(Records of labeled points)
-------------------------

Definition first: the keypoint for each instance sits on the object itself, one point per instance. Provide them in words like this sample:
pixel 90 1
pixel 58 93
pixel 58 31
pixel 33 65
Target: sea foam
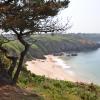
pixel 61 63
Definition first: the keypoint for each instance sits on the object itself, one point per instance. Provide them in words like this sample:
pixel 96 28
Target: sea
pixel 85 67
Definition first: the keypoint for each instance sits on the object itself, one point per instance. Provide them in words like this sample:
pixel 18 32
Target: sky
pixel 84 16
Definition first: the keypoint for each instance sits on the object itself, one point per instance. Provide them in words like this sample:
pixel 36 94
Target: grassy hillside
pixel 51 89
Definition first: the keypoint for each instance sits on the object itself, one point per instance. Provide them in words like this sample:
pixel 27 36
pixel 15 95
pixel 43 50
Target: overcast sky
pixel 85 15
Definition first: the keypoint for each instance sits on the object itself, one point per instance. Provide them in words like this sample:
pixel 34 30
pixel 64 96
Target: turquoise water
pixel 85 66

-------------------------

Write out the entries again, exactly as given, skipping any images.

Definition first: the keypoint for each instance sits on the object itself, one point per instance. Provide them in words like this sample:
pixel 90 1
pixel 58 93
pixel 58 31
pixel 33 65
Target: sea foam
pixel 61 63
Definition first: the keypoint for each instance sits on the object itself, one point per instance. Provide them in words like this sample:
pixel 96 28
Target: sea
pixel 85 67
Definition first: the keypoint for each instance sits on the object itself, one point per instance. Provide them in words like this sample:
pixel 18 32
Target: sky
pixel 84 16
Definition first: the keypoint for each instance sits on the object itself, one point per instance. Provide them in words like this sample:
pixel 36 94
Target: grassy hillside
pixel 51 89
Definition first: the keypoint for each instance sits on the object itself, one point per instance. Provide them in words like this sample:
pixel 27 36
pixel 15 95
pixel 43 50
Target: overcast sky
pixel 85 15
Definition first: the keypoint for each instance sits on the object itself, one point per instance. Provide them in words like this sample:
pixel 34 30
pixel 64 96
Target: turquoise water
pixel 85 66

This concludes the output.